## TO DO
Please output exactly the lines from the one containing "of the concrete" through the last line of the records, both included.

## DATASET

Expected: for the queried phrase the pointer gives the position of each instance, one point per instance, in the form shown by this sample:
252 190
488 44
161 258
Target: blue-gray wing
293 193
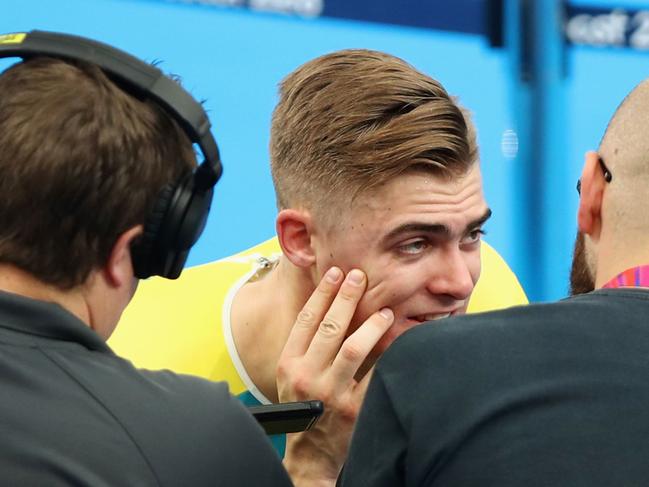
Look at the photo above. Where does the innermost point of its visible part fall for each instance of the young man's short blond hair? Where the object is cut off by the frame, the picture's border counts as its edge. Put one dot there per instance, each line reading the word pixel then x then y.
pixel 352 120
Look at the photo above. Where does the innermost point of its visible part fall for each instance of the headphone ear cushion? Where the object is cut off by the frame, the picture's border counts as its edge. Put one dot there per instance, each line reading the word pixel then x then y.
pixel 144 252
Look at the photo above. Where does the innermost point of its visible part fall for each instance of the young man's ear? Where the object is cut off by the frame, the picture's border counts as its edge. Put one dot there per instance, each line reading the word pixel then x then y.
pixel 294 232
pixel 118 269
pixel 590 200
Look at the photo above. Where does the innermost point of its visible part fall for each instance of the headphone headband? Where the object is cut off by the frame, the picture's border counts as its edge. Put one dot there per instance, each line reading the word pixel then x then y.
pixel 179 215
pixel 142 78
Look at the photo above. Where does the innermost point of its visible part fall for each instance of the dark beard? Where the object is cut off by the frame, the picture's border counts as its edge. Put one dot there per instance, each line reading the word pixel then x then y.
pixel 581 279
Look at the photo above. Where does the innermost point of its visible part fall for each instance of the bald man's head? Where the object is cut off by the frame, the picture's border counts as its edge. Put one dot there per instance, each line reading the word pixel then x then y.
pixel 625 150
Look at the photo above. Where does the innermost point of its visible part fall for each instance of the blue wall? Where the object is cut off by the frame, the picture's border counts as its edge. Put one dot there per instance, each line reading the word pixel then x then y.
pixel 234 58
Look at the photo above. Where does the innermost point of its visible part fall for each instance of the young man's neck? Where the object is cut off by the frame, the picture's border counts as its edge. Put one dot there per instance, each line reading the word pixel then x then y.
pixel 262 316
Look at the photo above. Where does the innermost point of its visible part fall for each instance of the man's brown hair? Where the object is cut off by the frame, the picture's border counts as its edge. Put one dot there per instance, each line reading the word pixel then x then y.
pixel 81 161
pixel 352 120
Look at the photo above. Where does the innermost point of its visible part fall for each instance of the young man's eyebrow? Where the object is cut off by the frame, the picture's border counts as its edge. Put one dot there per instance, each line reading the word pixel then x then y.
pixel 434 228
pixel 478 222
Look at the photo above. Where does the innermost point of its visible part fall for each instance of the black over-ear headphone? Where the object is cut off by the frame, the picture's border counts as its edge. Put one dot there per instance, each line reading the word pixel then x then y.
pixel 180 212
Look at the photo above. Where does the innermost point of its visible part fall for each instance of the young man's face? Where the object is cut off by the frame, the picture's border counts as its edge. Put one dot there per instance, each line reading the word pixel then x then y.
pixel 418 240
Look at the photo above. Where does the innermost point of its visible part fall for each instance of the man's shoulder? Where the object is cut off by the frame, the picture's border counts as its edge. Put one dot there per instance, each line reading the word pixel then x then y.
pixel 189 429
pixel 498 286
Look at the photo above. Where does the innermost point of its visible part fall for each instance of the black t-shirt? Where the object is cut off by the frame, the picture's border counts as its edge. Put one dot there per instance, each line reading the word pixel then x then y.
pixel 543 395
pixel 73 413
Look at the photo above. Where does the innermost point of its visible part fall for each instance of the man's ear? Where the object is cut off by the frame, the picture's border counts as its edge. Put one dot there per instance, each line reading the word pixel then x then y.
pixel 589 216
pixel 118 269
pixel 294 232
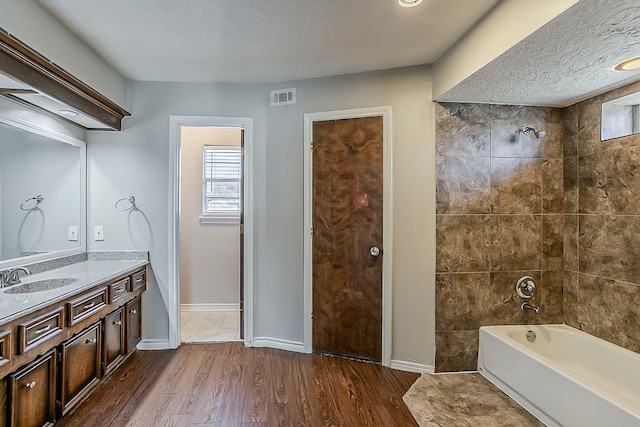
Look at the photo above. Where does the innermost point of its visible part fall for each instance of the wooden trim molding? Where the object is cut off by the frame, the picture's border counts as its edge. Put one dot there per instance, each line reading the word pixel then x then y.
pixel 30 67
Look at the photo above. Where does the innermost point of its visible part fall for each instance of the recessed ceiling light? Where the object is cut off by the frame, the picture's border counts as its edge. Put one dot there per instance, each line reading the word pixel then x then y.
pixel 630 64
pixel 409 3
pixel 68 113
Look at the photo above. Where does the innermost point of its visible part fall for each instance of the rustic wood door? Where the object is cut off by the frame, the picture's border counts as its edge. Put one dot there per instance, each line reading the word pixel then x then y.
pixel 347 237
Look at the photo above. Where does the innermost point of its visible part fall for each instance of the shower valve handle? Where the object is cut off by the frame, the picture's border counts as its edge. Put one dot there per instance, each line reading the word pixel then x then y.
pixel 526 287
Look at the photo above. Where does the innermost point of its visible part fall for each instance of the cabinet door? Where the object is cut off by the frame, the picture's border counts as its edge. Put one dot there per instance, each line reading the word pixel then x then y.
pixel 80 366
pixel 32 393
pixel 113 347
pixel 133 323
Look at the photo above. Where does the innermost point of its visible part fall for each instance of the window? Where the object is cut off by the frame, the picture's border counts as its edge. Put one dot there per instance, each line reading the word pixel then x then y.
pixel 221 180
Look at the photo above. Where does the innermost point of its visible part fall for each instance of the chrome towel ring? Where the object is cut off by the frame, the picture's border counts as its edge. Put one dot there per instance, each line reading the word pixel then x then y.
pixel 36 202
pixel 122 205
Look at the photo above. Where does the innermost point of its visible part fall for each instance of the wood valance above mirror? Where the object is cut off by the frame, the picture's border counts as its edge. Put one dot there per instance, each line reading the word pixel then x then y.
pixel 19 61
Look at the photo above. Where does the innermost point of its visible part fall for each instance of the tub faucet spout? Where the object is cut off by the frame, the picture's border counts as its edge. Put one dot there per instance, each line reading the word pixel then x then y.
pixel 528 308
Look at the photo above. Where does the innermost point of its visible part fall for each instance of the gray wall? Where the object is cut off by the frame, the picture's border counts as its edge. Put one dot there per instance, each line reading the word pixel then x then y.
pixel 136 161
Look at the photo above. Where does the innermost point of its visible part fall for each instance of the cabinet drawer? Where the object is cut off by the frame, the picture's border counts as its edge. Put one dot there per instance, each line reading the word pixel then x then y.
pixel 86 305
pixel 5 346
pixel 40 329
pixel 117 290
pixel 138 280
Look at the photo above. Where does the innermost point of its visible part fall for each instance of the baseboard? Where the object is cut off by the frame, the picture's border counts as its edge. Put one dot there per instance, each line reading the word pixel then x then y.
pixel 280 344
pixel 153 345
pixel 210 307
pixel 418 368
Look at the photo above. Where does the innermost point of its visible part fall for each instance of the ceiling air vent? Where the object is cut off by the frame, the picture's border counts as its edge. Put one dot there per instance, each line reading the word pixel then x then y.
pixel 283 96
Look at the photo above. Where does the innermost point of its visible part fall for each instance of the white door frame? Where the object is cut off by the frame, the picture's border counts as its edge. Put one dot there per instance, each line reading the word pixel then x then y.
pixel 387 218
pixel 173 297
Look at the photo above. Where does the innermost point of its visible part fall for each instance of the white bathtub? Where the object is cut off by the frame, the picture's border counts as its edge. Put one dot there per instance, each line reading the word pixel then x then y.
pixel 565 377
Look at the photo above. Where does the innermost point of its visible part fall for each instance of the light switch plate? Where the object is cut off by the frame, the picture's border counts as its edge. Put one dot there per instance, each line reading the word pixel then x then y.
pixel 98 233
pixel 73 233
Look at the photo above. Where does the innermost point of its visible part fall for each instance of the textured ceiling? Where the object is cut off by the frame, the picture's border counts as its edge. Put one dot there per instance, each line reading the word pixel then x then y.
pixel 264 41
pixel 565 61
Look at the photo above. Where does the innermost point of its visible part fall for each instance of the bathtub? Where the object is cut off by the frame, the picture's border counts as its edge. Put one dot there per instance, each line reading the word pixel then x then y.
pixel 565 377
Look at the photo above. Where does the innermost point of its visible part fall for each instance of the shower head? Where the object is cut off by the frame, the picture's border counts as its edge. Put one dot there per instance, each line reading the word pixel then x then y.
pixel 538 133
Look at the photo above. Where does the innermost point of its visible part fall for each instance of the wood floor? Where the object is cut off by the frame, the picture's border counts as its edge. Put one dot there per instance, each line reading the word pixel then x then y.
pixel 228 385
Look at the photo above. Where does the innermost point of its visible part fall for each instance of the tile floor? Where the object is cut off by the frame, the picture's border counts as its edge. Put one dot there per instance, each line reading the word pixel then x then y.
pixel 209 326
pixel 464 400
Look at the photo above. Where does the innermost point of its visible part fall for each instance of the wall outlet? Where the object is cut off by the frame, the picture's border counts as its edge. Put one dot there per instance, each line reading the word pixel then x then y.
pixel 98 233
pixel 73 233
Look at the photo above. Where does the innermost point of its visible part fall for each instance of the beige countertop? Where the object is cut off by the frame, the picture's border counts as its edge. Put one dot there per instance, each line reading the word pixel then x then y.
pixel 88 274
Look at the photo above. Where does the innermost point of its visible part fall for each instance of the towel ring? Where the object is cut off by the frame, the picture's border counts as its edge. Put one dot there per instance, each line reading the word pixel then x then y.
pixel 123 207
pixel 38 199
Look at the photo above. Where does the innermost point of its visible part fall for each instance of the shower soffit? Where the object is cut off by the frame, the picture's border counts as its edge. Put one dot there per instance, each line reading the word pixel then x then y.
pixel 567 60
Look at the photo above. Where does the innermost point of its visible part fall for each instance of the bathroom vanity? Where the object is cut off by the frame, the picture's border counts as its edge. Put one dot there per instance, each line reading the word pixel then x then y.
pixel 62 332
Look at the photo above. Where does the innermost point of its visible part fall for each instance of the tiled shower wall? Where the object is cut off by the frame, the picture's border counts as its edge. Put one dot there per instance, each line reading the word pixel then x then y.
pixel 499 216
pixel 602 226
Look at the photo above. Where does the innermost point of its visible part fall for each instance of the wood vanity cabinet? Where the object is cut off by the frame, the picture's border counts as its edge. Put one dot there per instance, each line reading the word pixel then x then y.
pixel 80 366
pixel 32 393
pixel 133 323
pixel 114 340
pixel 61 351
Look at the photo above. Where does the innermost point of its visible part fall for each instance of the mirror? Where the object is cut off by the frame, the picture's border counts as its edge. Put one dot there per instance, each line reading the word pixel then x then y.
pixel 42 193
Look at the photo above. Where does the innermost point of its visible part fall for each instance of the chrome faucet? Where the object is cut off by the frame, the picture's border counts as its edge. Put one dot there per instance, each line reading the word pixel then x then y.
pixel 11 277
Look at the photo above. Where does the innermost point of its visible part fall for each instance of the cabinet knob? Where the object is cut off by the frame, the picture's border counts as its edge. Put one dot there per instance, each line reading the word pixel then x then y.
pixel 42 330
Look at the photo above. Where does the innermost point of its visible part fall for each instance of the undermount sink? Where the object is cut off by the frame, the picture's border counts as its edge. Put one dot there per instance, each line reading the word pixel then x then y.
pixel 39 286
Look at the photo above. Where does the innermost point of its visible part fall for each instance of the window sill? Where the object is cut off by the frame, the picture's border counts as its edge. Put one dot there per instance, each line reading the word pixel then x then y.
pixel 220 220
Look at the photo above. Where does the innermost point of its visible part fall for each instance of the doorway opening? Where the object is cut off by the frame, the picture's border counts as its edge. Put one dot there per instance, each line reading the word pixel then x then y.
pixel 211 230
pixel 348 233
pixel 210 233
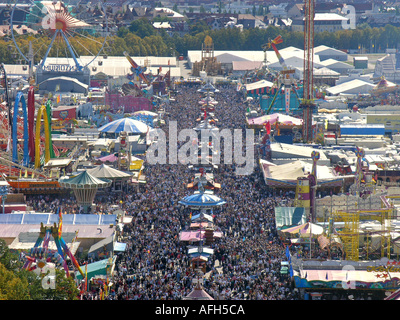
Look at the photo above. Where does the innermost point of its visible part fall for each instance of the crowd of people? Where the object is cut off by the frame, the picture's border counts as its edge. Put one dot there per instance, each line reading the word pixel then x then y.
pixel 246 259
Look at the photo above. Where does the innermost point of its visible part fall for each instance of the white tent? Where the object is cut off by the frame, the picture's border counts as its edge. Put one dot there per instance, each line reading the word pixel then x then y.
pixel 355 86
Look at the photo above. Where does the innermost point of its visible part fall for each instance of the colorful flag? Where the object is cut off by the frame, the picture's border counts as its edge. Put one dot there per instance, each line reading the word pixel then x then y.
pixel 59 223
pixel 268 127
pixel 86 286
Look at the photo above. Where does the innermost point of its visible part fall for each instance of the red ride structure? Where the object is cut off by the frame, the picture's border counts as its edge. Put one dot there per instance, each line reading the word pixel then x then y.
pixel 308 100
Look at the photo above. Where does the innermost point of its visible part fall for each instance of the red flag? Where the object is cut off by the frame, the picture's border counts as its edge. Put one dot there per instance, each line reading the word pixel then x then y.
pixel 268 127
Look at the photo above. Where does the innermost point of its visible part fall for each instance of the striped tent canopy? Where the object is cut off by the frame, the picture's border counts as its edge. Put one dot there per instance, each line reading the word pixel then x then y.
pixel 305 229
pixel 200 199
pixel 125 124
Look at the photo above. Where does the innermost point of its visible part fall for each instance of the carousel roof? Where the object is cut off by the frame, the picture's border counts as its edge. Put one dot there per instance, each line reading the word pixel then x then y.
pixel 202 199
pixel 125 124
pixel 105 171
pixel 84 180
pixel 198 294
pixel 208 87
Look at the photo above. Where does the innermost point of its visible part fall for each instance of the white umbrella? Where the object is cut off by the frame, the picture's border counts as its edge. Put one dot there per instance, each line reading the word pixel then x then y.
pixel 125 124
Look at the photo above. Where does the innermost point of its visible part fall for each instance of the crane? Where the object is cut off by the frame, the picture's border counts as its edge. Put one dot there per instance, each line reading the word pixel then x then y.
pixel 287 82
pixel 308 100
pixel 138 71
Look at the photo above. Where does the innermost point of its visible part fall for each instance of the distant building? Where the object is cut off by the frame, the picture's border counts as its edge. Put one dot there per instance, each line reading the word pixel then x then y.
pixel 388 67
pixel 323 22
pixel 325 53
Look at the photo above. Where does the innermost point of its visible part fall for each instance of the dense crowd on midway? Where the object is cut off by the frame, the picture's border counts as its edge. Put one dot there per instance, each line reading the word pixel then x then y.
pixel 155 266
pixel 246 260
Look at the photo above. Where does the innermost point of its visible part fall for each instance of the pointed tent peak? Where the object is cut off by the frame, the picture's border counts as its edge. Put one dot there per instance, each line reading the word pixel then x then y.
pixel 198 294
pixel 125 124
pixel 208 87
pixel 105 171
pixel 202 199
pixel 84 180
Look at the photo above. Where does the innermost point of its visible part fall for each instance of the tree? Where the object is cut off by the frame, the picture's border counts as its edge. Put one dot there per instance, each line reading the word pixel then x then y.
pixel 19 284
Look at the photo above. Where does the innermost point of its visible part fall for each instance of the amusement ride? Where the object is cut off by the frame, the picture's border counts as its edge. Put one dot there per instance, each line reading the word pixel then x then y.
pixel 62 42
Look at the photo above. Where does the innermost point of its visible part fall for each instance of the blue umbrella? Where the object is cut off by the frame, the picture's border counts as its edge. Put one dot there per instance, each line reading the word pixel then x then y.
pixel 202 200
pixel 125 124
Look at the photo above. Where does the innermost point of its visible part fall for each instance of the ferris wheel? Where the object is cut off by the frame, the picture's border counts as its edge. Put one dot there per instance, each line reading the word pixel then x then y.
pixel 52 30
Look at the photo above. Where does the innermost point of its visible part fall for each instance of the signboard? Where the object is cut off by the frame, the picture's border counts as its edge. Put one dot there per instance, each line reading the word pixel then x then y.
pixel 390 121
pixel 59 68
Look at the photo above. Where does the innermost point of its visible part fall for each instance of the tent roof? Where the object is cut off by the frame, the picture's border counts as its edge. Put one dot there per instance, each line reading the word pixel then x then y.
pixel 198 294
pixel 258 85
pixel 84 180
pixel 105 171
pixel 125 124
pixel 111 158
pixel 272 118
pixel 293 170
pixel 351 85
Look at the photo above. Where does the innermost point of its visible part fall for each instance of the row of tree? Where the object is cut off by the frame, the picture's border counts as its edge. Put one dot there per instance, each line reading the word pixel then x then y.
pixel 141 39
pixel 19 284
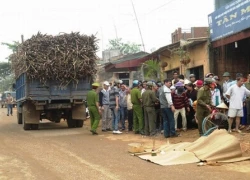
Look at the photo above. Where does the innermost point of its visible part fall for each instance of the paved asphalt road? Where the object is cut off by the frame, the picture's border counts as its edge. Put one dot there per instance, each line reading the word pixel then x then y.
pixel 56 152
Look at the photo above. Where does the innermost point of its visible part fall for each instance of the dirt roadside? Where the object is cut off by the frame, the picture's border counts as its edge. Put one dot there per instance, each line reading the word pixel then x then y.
pixel 56 152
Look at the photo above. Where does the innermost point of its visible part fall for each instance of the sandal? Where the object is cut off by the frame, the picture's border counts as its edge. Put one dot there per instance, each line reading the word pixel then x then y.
pixel 248 128
pixel 242 127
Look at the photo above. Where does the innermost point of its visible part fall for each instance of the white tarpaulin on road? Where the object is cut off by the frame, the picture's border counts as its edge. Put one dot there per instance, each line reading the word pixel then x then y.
pixel 217 147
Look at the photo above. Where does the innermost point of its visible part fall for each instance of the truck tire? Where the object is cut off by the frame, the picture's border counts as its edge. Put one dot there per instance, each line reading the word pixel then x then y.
pixel 30 116
pixel 34 126
pixel 19 118
pixel 25 126
pixel 71 122
pixel 79 123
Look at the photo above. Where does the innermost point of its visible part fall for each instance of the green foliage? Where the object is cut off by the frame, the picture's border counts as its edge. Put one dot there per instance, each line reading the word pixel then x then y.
pixel 152 69
pixel 125 48
pixel 5 69
pixel 6 84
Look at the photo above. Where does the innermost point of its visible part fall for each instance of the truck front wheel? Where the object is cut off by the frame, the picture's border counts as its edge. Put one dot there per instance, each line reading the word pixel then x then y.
pixel 79 123
pixel 25 125
pixel 19 118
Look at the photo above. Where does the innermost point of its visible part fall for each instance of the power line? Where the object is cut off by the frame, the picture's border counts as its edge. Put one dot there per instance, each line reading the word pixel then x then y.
pixel 160 6
pixel 138 26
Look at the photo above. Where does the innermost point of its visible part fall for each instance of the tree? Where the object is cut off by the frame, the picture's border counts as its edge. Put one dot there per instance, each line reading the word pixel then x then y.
pixel 125 48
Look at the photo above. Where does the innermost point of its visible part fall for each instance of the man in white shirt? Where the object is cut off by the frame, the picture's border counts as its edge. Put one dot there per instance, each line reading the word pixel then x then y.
pixel 225 86
pixel 168 109
pixel 236 94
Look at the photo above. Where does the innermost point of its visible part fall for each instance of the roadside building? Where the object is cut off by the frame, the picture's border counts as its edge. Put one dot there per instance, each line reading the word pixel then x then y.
pixel 230 37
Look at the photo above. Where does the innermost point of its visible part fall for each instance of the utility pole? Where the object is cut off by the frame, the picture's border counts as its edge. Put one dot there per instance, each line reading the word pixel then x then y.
pixel 138 26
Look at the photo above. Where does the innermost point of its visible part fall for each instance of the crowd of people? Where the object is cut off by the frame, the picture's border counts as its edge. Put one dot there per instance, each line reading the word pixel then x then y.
pixel 171 106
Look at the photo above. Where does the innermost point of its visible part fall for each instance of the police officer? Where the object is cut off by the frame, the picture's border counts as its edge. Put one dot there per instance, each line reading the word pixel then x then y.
pixel 137 108
pixel 148 101
pixel 93 106
pixel 204 102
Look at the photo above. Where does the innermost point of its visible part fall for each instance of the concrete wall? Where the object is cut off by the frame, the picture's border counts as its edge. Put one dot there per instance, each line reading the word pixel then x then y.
pixel 199 56
pixel 232 59
pixel 194 32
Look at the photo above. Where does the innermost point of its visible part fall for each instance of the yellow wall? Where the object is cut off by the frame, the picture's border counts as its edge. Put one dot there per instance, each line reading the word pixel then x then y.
pixel 198 54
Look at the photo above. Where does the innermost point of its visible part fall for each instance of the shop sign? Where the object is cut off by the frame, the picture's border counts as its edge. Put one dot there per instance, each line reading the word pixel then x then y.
pixel 229 19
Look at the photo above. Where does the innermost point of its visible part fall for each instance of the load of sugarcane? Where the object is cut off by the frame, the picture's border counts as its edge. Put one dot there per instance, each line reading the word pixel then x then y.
pixel 65 58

## EXERCISE OUTPUT
Look at the photo above. Where does the innermost point of its visible part fall for each instance of the concrete wall? Where the object is cut off by the frame, the picture's border counts as its edge. Put one dot there per instance, each line reading the word pixel then x then y.
pixel 199 56
pixel 232 59
pixel 194 32
Look at the photo above. Where does the innermost point of its visible part fall for each instance of the yellow wall? Where the object is cut off by the frame, the picture's border counts as its edge. Put one dot there per instance, each line reading the word pixel then x then y.
pixel 198 54
Look at the photo above. Where does the innermost point of its visible part fall for each instance of the shop sign? Where the object is cut off by the frame, the picture's border counts as its edge. Put one dot there per instance, each line reading the word pixel then x then y.
pixel 229 19
Look at the photo above. Where does the innermost point of its visible part fall for each instance of the load of sugarcane? Where the object is cut off by the frame, the picture's border counts as its edge. Put one dot there per instance, each line reading the word pixel then x then y.
pixel 65 58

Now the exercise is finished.